[Voci tratte da un dataset]
· · · ·

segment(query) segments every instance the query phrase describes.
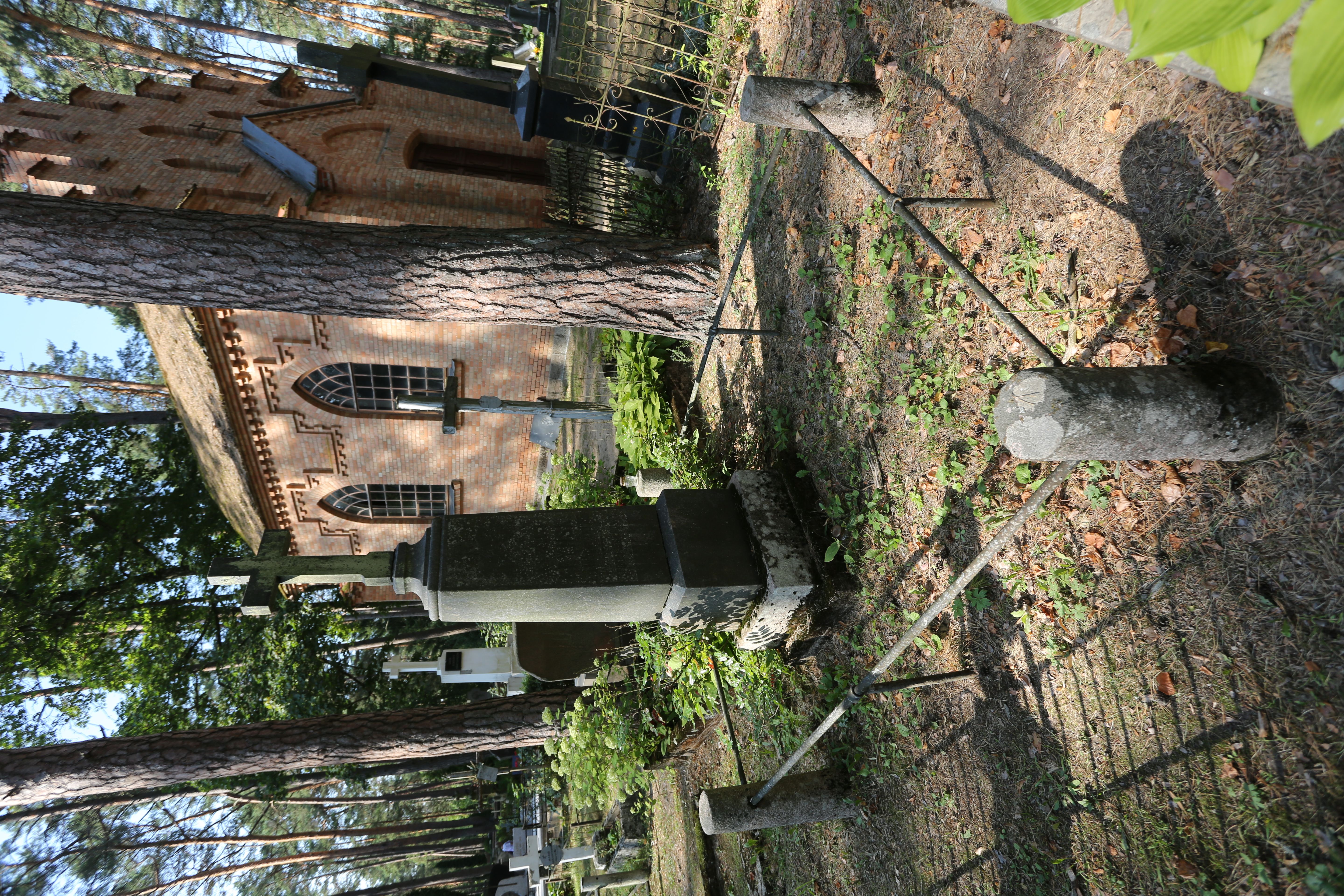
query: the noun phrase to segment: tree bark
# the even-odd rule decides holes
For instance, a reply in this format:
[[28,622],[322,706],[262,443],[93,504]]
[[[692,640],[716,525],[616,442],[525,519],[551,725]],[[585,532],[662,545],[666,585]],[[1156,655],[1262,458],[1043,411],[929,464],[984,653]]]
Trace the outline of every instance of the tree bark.
[[[442,19],[445,21],[458,21],[466,26],[474,26],[477,28],[491,28],[493,31],[507,31],[513,32],[516,27],[508,19],[487,19],[485,16],[473,16],[468,12],[457,12],[456,9],[444,9],[442,7],[431,7],[427,3],[415,3],[409,0],[402,3],[402,0],[390,0],[398,5],[405,5],[407,9],[413,9],[411,15],[418,15],[426,19]],[[105,9],[108,12],[120,12],[124,16],[136,16],[138,19],[149,19],[151,21],[159,21],[169,26],[180,26],[184,28],[202,28],[204,31],[218,31],[220,34],[231,34],[235,38],[249,38],[250,40],[262,40],[265,43],[278,43],[282,47],[297,47],[298,38],[285,38],[284,35],[270,34],[269,31],[253,31],[251,28],[238,28],[235,26],[226,26],[219,21],[206,21],[204,19],[188,19],[187,16],[175,16],[168,12],[151,12],[148,9],[138,9],[136,7],[124,7],[120,3],[105,3],[105,0],[75,0],[86,7],[93,7],[94,9]],[[289,5],[289,4],[285,4]],[[297,12],[306,15],[313,15],[308,9],[298,9],[297,7],[290,7]],[[399,9],[388,9],[388,12],[401,12]]]
[[243,797],[228,794],[235,803],[265,803],[267,806],[380,806],[383,803],[419,802],[421,799],[449,799],[470,795],[470,787],[448,787],[446,790],[414,789],[414,793],[396,791],[382,797]]
[[117,414],[38,414],[36,411],[15,411],[0,407],[0,433],[13,433],[13,424],[23,420],[30,430],[54,430],[82,422],[86,426],[151,426],[173,423],[177,415],[172,411],[126,411]]
[[[46,371],[0,371],[0,376],[28,376],[35,380],[52,380],[55,383],[75,383],[90,388],[101,388],[109,392],[137,392],[141,395],[168,395],[168,387],[163,383],[128,383],[126,380],[103,380],[97,376],[75,376],[74,373],[47,373]],[[0,410],[4,414],[23,414],[24,411]],[[50,414],[47,416],[51,416]]]
[[0,750],[0,805],[70,799],[188,780],[355,762],[535,747],[558,733],[542,720],[575,697],[562,688],[461,707],[261,721],[140,737]]
[[177,880],[164,881],[163,884],[156,884],[153,887],[124,891],[121,893],[117,893],[116,896],[152,896],[153,893],[161,893],[163,891],[171,887],[179,887],[181,884],[194,884],[196,881],[211,880],[214,877],[227,877],[228,875],[237,875],[245,870],[261,870],[263,868],[277,868],[280,865],[300,865],[304,862],[314,862],[329,858],[349,860],[349,858],[363,858],[366,856],[387,856],[387,854],[410,856],[417,853],[438,852],[435,849],[438,845],[439,845],[439,836],[427,834],[425,837],[406,837],[402,840],[394,840],[383,844],[370,844],[368,846],[324,849],[321,852],[298,853],[296,856],[273,856],[270,858],[257,858],[250,862],[242,862],[241,865],[226,865],[223,868],[211,868],[210,870],[188,875],[187,877],[179,877]]
[[375,227],[0,192],[0,292],[703,341],[708,246],[578,230]]
[[192,59],[191,56],[183,56],[180,54],[168,52],[165,50],[157,50],[155,47],[145,47],[138,43],[126,43],[125,40],[118,40],[116,38],[101,35],[97,31],[85,31],[83,28],[75,28],[74,26],[62,24],[59,21],[51,21],[50,19],[32,16],[28,15],[27,12],[20,12],[11,7],[0,7],[0,13],[9,16],[15,21],[22,21],[23,24],[32,26],[34,28],[42,28],[44,31],[63,34],[67,38],[79,38],[81,40],[87,40],[101,47],[110,47],[112,50],[129,52],[132,55],[140,56],[141,59],[152,59],[153,62],[161,62],[165,66],[177,66],[180,69],[195,69],[198,71],[204,71],[207,74],[215,75],[216,78],[227,78],[228,81],[241,81],[249,85],[270,83],[265,78],[258,78],[255,75],[245,75],[239,71],[228,69],[227,66],[220,66],[214,62]]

· · · ·

_Compito_
Mostra tutte le righe dell'elenco che contengono la parola "instance". Le maiuscole e le minuscole contano.

_Soluzione scritta_
segment(query) segments every instance the query phrase describes.
For instance, a reply in this format:
Trace the outline of every instance of the tree bark.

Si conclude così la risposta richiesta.